→ **Your goal**
Change every "Target" in the items to "Object", leaving all other wording unchanged.

(Coordinate annotation entries)
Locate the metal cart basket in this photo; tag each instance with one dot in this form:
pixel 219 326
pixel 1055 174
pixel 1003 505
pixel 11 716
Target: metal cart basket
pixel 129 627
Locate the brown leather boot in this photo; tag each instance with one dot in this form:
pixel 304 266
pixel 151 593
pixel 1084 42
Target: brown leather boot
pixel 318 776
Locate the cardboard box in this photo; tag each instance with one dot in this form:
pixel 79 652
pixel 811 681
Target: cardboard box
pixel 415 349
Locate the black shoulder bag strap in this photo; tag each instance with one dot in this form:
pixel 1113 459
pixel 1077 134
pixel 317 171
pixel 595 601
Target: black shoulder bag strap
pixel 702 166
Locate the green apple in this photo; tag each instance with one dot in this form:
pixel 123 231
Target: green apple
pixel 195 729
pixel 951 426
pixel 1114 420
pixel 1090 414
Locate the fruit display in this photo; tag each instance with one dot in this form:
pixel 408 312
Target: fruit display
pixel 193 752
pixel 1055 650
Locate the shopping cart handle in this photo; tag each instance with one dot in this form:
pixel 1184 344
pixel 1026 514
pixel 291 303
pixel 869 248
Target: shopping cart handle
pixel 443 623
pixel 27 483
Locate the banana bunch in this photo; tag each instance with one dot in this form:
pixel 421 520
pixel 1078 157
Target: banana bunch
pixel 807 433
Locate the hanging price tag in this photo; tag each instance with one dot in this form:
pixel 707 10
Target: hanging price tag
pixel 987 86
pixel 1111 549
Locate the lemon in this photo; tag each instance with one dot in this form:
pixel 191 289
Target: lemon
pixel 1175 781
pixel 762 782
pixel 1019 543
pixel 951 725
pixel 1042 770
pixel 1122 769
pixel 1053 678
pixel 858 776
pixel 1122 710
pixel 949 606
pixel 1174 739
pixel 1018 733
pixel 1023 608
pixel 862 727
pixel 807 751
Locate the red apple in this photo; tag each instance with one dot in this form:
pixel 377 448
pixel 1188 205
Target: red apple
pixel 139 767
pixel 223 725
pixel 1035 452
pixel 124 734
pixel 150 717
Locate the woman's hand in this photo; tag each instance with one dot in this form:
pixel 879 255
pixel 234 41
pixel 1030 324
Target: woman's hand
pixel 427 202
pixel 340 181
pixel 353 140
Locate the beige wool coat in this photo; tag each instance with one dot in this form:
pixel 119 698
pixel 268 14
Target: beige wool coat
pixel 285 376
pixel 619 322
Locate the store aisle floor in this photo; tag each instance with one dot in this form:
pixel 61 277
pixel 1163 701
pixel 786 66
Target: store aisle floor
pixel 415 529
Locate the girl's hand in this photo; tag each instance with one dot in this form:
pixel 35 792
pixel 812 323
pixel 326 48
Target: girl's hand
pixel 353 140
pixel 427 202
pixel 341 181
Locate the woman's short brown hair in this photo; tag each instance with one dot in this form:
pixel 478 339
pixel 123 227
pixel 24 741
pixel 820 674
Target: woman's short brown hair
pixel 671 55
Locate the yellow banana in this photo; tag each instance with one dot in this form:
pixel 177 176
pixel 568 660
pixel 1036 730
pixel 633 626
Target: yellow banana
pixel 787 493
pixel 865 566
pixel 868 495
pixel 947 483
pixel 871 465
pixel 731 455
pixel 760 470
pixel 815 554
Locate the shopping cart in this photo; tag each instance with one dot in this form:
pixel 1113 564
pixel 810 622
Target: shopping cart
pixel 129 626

→ **Output of the task**
Locate the metal cart basket in this photo; tag each instance with one dot in this form:
pixel 219 326
pixel 1055 174
pixel 1003 505
pixel 11 716
Object: metal cart basket
pixel 129 627
Locate the brown leather boot in this photo; tag each instance with one dot in this form:
pixel 304 266
pixel 151 593
pixel 1084 42
Object: brown leather boot
pixel 318 776
Locate the cardboard box in this photo; tag each instance with one dot in this form:
pixel 79 652
pixel 811 681
Object: cardboard box
pixel 415 349
Locate the black shoulder bag strap in this photo; tag each instance with one dot in this form:
pixel 1113 459
pixel 1077 134
pixel 317 171
pixel 595 601
Object: black shoulder bag strap
pixel 702 166
Locate the green apple in this photo; tag each instance with one dot in this form:
pixel 123 231
Object: green apple
pixel 195 729
pixel 951 426
pixel 1114 420
pixel 1090 414
Locate the fruit display in this photo; tag each instance with one dot in this form:
pixel 408 312
Object: fruit display
pixel 193 752
pixel 1055 650
Locate the shopping cart handle in this photo; tag each instance with one dot in this form:
pixel 1184 344
pixel 1026 514
pixel 291 303
pixel 869 248
Object: shopping cart handle
pixel 443 623
pixel 27 483
Locate the banana bunch in this photo; tag each instance with one dot in this form:
pixel 421 520
pixel 1078 157
Object: banana bunch
pixel 807 433
Locate the hanging price tag in this photo; tag each instance with one dot in this form:
pixel 707 10
Object: hanging price tag
pixel 987 86
pixel 1111 549
Locate the lemon in this photo; tag each instance with one dot in this form:
pixel 191 289
Object: lemon
pixel 1175 781
pixel 762 782
pixel 1019 543
pixel 951 725
pixel 1042 770
pixel 1122 769
pixel 1053 678
pixel 858 776
pixel 1122 710
pixel 949 606
pixel 1174 739
pixel 1018 733
pixel 1023 608
pixel 862 727
pixel 807 751
Locate the red apple in this photo; tag each instance with one dot in this form:
pixel 377 448
pixel 1188 205
Object: red apple
pixel 139 767
pixel 223 725
pixel 1035 452
pixel 124 734
pixel 150 717
Locate the woman's hand in this photo; tag each instance with one dot in this form:
pixel 879 255
pixel 234 41
pixel 1030 324
Object: woman's hand
pixel 427 202
pixel 340 181
pixel 353 140
Locate the beige wool coat in this photo; tag each instance with one dot in this form:
pixel 119 698
pixel 268 14
Object: beige wool coat
pixel 285 376
pixel 619 322
Locate the store aisle floor in this photo; tag each instance with one dot in this form:
pixel 61 277
pixel 1163 701
pixel 786 66
Object: store aisle floor
pixel 415 529
Locate the girl's hand in this photo; tag each instance with one dot in this form:
pixel 35 792
pixel 812 323
pixel 326 48
Object: girl's hand
pixel 353 140
pixel 427 202
pixel 341 181
Locate the woman's short brown hair in this photo; tag each instance with one dot in this form:
pixel 478 339
pixel 123 227
pixel 24 741
pixel 820 674
Object: woman's short brown hair
pixel 671 55
Locate the yellow banana in this photo; tag each instance with one dot in this form:
pixel 177 176
pixel 568 660
pixel 1036 730
pixel 633 626
Object: yellow banana
pixel 787 493
pixel 865 566
pixel 868 495
pixel 947 483
pixel 871 465
pixel 731 455
pixel 760 470
pixel 815 554
Locate the shopping cart in this photo; tag each instance with one dot in this form:
pixel 1113 564
pixel 810 622
Object: shopping cart
pixel 129 626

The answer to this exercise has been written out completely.